- [DATA SHOWN]:
++++

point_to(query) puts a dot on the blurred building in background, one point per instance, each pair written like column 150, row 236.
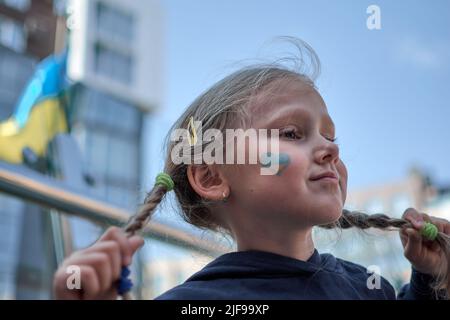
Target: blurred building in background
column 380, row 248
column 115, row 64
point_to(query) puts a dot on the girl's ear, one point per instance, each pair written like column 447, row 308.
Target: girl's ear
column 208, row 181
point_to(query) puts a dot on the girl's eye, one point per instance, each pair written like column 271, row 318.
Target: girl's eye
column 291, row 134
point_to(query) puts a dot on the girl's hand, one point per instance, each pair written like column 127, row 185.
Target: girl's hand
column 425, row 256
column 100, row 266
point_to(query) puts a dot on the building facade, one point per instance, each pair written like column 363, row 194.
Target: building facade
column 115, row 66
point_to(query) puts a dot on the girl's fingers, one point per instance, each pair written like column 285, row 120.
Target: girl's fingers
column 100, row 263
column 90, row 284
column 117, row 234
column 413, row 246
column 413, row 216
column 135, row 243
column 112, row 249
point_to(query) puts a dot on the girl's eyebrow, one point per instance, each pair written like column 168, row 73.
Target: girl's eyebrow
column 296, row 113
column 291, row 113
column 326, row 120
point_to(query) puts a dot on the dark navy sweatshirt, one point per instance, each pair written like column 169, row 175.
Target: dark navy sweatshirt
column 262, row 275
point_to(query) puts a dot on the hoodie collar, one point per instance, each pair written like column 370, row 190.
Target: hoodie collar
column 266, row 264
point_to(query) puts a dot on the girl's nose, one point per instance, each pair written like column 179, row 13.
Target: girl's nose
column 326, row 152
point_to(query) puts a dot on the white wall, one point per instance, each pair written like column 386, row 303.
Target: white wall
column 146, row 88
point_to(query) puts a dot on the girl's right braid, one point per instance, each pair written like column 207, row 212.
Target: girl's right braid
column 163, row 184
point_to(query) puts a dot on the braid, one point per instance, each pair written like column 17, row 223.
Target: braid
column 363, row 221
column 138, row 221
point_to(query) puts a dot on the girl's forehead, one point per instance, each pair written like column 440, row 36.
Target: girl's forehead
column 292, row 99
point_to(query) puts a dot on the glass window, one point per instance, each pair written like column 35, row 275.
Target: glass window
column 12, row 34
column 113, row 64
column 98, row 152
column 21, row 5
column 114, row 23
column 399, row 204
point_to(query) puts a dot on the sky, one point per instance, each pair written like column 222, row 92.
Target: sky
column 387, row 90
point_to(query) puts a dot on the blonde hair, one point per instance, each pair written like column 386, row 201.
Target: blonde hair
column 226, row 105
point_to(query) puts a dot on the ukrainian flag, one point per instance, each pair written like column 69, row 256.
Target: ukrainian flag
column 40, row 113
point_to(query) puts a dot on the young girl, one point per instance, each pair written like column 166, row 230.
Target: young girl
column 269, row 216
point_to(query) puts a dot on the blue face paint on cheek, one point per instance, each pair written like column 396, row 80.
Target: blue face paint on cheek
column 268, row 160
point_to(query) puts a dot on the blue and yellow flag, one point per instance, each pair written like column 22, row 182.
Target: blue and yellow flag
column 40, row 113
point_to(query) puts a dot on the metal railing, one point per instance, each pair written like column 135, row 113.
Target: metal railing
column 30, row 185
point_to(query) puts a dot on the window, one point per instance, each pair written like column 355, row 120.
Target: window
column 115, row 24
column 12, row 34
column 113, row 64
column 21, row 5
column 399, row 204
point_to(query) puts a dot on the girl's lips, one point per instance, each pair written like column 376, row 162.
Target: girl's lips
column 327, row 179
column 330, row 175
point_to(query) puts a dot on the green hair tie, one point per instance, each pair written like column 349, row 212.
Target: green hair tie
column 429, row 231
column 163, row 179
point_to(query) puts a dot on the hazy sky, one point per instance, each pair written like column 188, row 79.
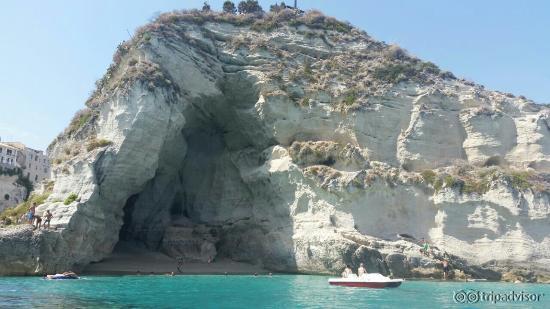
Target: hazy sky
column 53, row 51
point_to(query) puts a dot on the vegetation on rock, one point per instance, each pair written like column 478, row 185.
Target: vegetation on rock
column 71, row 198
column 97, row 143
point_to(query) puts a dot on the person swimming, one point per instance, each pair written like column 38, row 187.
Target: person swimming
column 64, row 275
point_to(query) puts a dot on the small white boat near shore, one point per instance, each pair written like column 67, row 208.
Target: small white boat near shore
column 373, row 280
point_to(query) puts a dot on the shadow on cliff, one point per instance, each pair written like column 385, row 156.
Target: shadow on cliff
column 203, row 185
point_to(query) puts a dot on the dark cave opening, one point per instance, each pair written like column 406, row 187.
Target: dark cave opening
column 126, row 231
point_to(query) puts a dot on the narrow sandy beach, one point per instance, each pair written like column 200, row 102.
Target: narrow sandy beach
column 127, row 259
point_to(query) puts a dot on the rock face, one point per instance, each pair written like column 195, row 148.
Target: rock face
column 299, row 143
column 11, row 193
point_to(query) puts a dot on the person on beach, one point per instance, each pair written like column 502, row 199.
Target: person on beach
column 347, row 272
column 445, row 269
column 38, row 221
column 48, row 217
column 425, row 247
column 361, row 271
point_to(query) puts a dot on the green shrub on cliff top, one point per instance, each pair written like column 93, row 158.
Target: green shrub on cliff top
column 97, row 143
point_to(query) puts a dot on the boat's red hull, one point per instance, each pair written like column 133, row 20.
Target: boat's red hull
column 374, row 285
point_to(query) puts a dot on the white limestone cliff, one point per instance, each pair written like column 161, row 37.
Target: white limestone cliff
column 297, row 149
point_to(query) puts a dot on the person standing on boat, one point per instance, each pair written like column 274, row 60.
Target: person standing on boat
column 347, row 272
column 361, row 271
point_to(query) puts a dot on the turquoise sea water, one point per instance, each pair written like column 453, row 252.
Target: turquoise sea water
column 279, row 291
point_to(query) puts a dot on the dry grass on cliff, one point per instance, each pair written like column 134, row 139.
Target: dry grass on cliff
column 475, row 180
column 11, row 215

++++

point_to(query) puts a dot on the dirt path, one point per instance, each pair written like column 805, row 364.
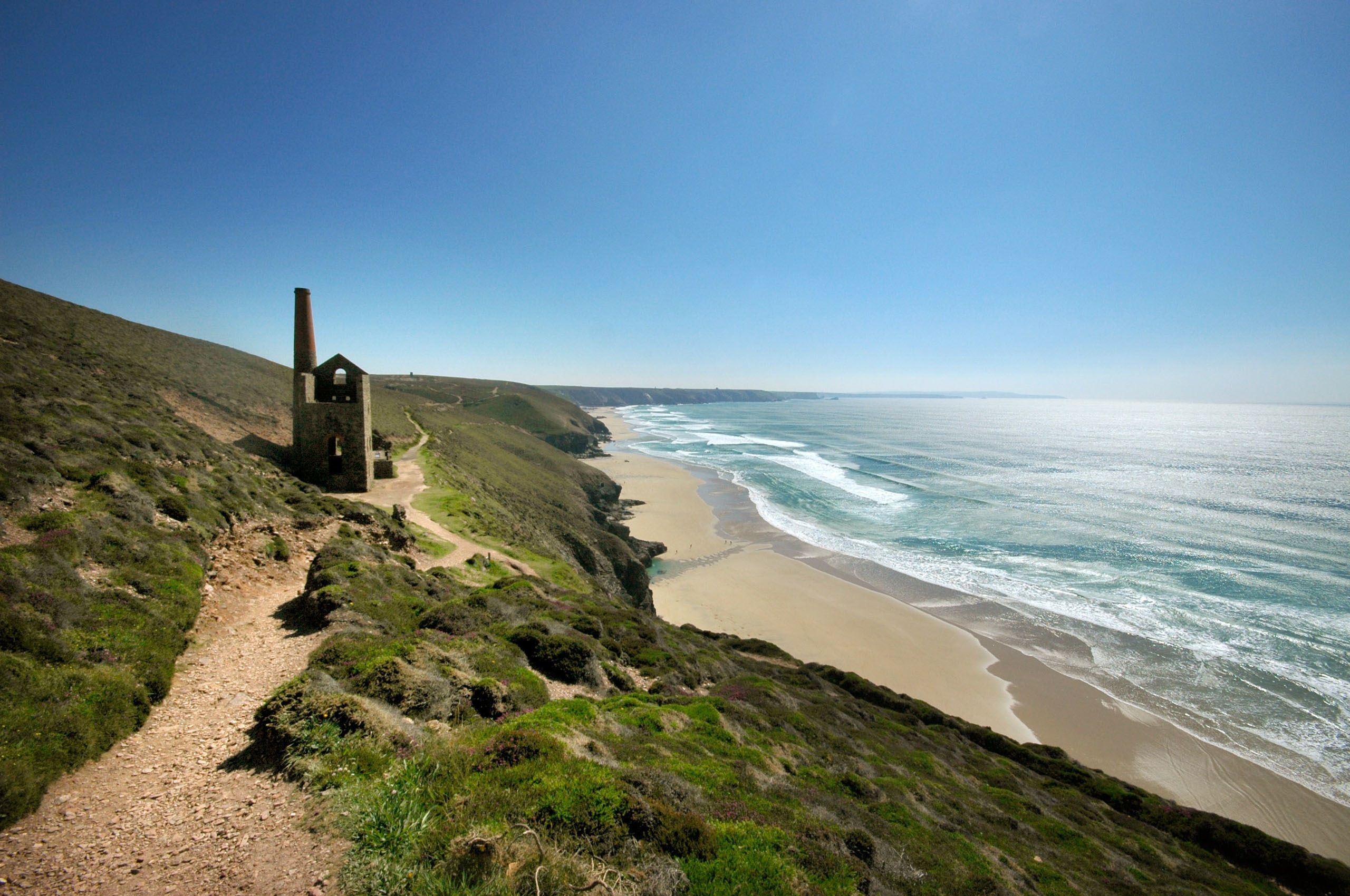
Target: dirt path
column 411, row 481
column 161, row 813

++++

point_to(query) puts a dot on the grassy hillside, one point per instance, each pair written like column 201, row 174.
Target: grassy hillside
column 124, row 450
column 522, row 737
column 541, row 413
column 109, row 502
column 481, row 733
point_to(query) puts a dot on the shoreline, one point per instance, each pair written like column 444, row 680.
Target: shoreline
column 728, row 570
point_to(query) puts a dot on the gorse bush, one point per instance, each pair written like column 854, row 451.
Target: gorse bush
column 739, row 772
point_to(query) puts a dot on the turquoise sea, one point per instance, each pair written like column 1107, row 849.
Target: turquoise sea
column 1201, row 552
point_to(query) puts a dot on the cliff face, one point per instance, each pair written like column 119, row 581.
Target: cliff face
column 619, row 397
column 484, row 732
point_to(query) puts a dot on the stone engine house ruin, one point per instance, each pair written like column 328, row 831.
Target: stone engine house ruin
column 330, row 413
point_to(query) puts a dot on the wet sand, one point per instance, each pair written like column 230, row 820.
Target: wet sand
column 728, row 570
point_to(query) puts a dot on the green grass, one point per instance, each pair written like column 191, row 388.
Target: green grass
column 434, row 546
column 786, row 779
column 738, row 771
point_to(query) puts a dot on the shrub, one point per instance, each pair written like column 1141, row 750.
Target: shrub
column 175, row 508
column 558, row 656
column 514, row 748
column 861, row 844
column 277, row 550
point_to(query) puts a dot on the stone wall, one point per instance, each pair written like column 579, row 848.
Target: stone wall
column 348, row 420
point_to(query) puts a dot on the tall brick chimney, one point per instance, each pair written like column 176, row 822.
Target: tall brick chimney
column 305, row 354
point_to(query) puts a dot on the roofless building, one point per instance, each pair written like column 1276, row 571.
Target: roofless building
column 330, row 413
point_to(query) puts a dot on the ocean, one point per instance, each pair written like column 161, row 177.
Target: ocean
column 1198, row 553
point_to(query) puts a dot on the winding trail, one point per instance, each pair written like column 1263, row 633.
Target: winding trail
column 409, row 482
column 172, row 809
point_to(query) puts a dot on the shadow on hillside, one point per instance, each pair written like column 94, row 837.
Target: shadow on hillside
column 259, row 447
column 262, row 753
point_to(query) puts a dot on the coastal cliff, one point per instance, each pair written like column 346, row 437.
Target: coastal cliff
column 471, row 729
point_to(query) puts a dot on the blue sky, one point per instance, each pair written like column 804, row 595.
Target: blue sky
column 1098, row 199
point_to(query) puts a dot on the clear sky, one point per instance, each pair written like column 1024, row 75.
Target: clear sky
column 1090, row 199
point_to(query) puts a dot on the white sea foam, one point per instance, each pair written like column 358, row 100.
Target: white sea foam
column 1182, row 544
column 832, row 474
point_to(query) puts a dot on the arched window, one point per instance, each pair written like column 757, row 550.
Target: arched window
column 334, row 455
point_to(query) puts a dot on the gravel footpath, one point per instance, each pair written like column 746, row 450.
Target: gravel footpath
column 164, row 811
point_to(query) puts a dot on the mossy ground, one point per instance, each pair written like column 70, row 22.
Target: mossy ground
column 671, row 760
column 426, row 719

++++

- [GIVEN EXERCISE]: Give the rows from the line containing "point_to(query) puts a dot on the blurred" through the line containing "column 112, row 249", both included, as a numbered list. Leave out blank lines and pictures.

- [TASK ANSWER]:
1. point_to(query) puts a dot on the blurred building in background, one point per instance, each pair written like column 150, row 236.
2. Target: blurred building in background
3. column 380, row 248
4. column 115, row 64
5. point_to(query) puts a dot on the girl's ear, one point per instance, each pair written like column 447, row 308.
6. Target: girl's ear
7. column 208, row 181
8. point_to(query) puts a dot on the girl's eye, one point per instance, each pair written like column 271, row 318.
9. Target: girl's eye
10. column 291, row 134
11. point_to(query) puts a dot on the girl's hand, one point per instance, each pair written like column 127, row 185.
12. Target: girl's hand
13. column 425, row 256
14. column 100, row 266
15. point_to(query) puts a dot on the building facade, one point per instance, each pair written like column 363, row 194.
16. Target: building facade
17. column 115, row 66
18. point_to(query) puts a dot on the girl's fingers, one point per instance, each pair written like column 285, row 120.
19. Target: girl's fingers
20. column 100, row 263
21. column 90, row 284
22. column 117, row 234
23. column 413, row 246
24. column 413, row 216
25. column 135, row 243
26. column 112, row 249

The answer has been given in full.